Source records
....

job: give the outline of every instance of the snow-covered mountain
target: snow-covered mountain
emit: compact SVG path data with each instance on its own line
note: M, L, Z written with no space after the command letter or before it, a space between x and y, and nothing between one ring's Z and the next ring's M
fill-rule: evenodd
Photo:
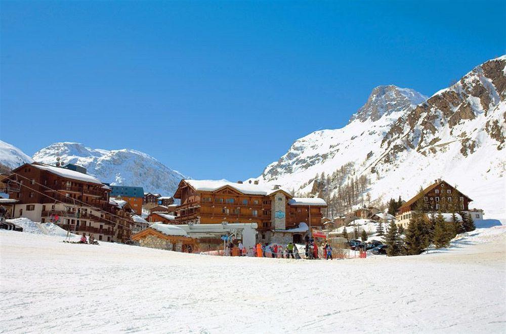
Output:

....

** PROBLEM **
Output every line of the records above as a numbered list, leaving out blank lines and the pictures.

** FULL ANSWER **
1. job: give the outline of every instance of the snow-covered mountain
2. target: snow-covered mountain
3. emit: compact SVG path data with each instance on its own line
4. note: M, L, Z written with no space after the command letter or before it, a space between x and y, and nothing between one ring's Z and the next ring's M
5. fill-rule: evenodd
6. Photo:
7. Output:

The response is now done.